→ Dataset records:
****************

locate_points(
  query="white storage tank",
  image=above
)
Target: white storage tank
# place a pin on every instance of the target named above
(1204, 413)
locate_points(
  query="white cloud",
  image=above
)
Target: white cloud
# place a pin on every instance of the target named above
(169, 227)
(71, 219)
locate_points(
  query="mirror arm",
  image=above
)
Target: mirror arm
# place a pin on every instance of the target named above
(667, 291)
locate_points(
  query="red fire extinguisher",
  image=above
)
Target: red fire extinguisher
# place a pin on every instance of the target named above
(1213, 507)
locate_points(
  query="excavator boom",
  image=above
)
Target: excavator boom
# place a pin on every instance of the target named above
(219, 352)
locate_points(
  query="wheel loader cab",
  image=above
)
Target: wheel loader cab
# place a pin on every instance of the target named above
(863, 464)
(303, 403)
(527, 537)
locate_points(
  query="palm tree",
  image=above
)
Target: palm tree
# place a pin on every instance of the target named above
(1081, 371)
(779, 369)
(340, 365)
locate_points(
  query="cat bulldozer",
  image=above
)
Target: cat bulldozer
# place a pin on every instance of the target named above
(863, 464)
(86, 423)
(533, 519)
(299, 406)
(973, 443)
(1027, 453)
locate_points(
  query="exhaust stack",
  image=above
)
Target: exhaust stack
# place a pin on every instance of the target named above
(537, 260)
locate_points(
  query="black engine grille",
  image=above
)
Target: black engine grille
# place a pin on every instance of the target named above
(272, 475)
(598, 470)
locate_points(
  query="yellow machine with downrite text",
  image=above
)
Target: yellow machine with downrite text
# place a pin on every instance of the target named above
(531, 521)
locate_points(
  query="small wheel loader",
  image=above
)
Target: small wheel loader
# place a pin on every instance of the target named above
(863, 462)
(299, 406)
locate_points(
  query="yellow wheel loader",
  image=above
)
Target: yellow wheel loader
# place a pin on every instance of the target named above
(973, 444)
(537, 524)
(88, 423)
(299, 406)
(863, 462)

****************

→ What is needed:
Reproduce every row above with "place a pin on" swapped for "mark" wherever it occurs, leaving everything else unchanged.

→ Answer to the problem:
locate_points(
  query="white storage tank",
  image=above
)
Target: white storage tank
# mark every instance of the target named above
(1204, 413)
locate_points(
  query="white cloud",
  image=above
)
Target: white cloud
# mark every instance of the target named above
(169, 227)
(71, 219)
locate_points(
  query="mirror arm",
  image=above
)
Target: mirror arm
# mark every instance of the target named above
(667, 291)
locate_points(
  query="red fire extinguisher",
  image=above
)
Target: red fire extinguisher
# mark every instance of the target named above
(1213, 507)
locate_points(
  query="excavator boom",
  image=above
)
Target: excavator boom
# mark every instance of the target named above
(219, 352)
locate_points(
  query="wheel loader cab",
  image=above
)
Target: wheel loader cab
# mark every instance of the target named above
(863, 464)
(303, 403)
(527, 537)
locate_points(
  query="palm tree",
  image=above
)
Target: palm tree
# mark every instance of the target named above
(1081, 371)
(779, 369)
(340, 365)
locate_points(
  query="cat bulldozer",
  image=above
)
Target: cat bulldozer
# mark every instance of the target named above
(863, 464)
(86, 423)
(533, 519)
(299, 406)
(973, 443)
(1027, 453)
locate_points(
  query="exhaust stack",
  image=above
)
Target: exhaust stack
# mark every instance of the target named above
(537, 260)
locate_points(
  query="black engine grille",
  image=above
)
Target: black engine grille
# mark every instance of the target named above
(272, 475)
(598, 470)
locate_points(
  query="yellow machine with downrite text",
  image=above
)
Target: yellow machine with downrite text
# mark every instance of the target named above
(531, 521)
locate_points(
  query="small wheel loader",
  image=above
)
Target: small wheel loader
# mark every instance of the target named above
(863, 462)
(299, 406)
locate_points(
  query="yellow wheel loader",
  image=above
)
Target: yellow wheel loader
# mark every instance of the target named above
(973, 444)
(537, 524)
(88, 423)
(299, 406)
(863, 462)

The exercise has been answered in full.